__Task instructions__
Repeat the records below word for word, from the first line through the line containing "0,292,37,307".

__Information supplied__
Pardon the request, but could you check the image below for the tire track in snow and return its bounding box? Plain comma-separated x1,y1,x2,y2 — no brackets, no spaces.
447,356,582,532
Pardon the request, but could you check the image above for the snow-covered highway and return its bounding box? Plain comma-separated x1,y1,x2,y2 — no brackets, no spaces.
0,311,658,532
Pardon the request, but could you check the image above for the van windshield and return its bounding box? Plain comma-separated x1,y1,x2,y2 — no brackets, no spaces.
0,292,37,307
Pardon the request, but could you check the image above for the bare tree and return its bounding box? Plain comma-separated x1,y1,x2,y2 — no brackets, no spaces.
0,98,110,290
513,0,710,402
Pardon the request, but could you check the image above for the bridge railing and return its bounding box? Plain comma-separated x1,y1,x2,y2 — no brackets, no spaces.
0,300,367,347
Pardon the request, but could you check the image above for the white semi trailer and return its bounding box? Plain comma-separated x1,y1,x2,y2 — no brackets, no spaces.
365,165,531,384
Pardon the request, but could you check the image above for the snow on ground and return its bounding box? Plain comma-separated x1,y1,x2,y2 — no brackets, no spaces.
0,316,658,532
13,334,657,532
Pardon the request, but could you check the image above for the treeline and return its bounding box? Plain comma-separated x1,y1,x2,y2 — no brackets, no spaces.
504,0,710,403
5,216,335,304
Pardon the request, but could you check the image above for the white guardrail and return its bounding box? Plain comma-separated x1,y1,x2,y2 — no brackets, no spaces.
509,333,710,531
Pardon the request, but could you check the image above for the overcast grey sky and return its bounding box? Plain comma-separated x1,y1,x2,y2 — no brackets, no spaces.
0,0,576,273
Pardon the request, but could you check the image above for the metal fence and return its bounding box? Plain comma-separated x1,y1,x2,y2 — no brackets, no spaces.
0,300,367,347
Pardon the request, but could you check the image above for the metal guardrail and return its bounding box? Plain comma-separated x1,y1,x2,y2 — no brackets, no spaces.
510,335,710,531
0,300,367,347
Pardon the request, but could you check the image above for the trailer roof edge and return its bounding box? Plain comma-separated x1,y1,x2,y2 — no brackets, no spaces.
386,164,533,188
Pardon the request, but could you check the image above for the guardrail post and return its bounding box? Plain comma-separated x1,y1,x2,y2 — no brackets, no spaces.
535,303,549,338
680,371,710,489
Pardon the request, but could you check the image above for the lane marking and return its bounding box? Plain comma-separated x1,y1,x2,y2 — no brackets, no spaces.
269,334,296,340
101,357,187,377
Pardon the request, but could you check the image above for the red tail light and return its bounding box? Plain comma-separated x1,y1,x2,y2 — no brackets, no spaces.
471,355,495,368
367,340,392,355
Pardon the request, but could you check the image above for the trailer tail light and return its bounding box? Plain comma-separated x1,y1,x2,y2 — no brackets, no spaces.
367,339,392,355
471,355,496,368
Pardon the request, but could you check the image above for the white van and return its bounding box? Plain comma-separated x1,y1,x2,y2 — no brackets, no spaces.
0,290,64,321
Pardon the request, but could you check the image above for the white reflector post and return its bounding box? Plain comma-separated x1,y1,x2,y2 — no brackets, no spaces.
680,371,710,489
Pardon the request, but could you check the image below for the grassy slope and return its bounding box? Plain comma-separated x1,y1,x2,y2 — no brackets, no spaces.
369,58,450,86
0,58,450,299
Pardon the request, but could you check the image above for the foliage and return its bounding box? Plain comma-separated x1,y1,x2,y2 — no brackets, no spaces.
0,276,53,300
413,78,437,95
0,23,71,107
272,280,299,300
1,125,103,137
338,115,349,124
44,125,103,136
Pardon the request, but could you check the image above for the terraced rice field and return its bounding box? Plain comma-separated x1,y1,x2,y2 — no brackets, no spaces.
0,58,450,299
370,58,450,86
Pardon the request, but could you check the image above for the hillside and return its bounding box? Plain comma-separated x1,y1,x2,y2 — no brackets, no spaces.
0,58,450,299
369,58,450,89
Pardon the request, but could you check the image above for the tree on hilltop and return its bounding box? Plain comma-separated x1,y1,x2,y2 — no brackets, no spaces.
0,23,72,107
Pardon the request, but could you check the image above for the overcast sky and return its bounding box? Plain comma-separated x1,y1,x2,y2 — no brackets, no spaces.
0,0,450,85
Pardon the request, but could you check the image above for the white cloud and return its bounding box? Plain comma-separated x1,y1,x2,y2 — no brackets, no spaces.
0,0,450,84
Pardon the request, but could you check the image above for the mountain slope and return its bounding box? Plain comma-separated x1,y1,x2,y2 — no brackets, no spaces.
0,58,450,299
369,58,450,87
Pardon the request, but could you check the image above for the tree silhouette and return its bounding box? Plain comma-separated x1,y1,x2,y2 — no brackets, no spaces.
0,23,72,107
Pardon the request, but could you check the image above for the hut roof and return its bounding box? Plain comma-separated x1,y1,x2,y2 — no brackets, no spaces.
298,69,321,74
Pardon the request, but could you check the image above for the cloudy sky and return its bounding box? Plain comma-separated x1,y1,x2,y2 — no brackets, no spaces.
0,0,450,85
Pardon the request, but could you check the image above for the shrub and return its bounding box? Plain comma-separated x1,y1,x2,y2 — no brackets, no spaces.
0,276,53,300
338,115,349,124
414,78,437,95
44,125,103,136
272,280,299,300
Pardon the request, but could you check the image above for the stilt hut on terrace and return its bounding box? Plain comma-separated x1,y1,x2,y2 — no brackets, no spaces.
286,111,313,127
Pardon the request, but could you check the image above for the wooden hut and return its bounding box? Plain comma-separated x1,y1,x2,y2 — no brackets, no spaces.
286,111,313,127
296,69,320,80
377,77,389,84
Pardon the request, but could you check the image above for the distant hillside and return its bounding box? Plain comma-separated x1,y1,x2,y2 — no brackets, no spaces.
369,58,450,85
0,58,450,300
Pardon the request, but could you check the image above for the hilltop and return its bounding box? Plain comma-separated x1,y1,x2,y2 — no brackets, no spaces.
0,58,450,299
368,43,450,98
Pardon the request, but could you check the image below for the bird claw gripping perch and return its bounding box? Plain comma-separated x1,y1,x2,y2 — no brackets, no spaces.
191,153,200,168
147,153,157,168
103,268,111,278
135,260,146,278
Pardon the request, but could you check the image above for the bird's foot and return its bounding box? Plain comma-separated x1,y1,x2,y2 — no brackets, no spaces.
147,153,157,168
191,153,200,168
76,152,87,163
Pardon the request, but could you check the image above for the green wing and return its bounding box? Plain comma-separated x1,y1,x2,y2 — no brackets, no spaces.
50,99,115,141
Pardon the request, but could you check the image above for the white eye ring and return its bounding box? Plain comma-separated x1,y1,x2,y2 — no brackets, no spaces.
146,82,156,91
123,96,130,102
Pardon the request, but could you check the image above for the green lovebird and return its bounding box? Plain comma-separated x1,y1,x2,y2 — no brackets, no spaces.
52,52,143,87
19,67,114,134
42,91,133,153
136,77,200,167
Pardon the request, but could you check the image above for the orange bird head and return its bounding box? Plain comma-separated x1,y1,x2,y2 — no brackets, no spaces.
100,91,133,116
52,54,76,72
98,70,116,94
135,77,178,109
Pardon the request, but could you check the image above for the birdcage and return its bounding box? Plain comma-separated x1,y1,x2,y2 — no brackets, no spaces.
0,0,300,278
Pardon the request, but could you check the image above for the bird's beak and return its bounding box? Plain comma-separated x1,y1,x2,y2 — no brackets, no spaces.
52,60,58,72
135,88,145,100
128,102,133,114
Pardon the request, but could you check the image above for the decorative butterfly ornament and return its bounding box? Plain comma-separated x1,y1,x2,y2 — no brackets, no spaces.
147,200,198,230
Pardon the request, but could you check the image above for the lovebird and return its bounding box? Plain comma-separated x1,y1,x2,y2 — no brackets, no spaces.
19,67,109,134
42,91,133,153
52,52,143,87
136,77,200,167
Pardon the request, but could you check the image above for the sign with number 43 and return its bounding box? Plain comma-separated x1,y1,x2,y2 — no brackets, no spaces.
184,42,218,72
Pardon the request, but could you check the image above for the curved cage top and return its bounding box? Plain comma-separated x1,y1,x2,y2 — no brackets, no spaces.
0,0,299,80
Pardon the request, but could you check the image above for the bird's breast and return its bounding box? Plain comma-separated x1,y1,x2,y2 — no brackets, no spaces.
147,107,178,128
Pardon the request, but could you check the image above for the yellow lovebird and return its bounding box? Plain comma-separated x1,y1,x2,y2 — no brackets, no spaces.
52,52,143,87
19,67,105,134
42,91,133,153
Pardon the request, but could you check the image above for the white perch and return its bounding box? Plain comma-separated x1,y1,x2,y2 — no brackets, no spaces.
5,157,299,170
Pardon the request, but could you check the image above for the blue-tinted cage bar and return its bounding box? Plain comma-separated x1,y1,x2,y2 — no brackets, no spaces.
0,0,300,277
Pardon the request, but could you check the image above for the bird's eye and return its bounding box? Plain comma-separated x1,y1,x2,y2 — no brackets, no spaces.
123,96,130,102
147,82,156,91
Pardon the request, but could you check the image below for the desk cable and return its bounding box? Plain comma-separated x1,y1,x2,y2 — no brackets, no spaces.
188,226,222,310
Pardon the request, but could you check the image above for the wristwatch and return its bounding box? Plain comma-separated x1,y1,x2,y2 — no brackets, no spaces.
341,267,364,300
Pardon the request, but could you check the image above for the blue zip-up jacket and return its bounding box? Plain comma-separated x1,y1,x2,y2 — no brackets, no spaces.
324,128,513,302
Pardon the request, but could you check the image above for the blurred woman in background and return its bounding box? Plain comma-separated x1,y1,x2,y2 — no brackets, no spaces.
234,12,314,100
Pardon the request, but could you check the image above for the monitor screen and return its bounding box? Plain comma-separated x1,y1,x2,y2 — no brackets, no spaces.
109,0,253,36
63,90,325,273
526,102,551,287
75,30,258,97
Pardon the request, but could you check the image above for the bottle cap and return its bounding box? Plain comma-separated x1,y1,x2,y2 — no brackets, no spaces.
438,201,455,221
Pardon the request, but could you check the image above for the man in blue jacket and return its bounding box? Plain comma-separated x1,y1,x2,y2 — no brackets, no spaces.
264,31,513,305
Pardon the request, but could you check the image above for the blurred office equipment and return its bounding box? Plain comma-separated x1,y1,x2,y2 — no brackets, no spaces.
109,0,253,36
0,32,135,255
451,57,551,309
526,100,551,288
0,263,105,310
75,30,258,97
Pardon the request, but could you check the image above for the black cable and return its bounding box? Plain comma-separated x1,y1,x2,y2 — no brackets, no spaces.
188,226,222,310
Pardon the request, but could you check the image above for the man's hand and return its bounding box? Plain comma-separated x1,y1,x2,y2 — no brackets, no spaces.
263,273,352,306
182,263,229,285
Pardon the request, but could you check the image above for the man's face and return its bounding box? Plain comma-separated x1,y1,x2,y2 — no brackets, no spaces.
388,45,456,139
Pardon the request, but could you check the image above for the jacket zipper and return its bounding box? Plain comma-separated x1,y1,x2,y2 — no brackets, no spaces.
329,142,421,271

__The answer__
Pardon the request, but could you check the image below for the tire track in snow and return its bounding box? Plain comma-separated x1,y1,x2,y2 — no brackets, no spaces.
447,356,582,532
Pardon the request, but could you check the image above for the snow-covered highway and return its bounding box? Plain comma-separated x1,y1,x2,y2 — no brackets, no spaces.
0,311,658,532
Pardon the request, but could you check the image above for the van windshield and return its bounding box? Plain comma-separated x1,y1,x2,y2 — no brackets, no spaces.
0,292,37,307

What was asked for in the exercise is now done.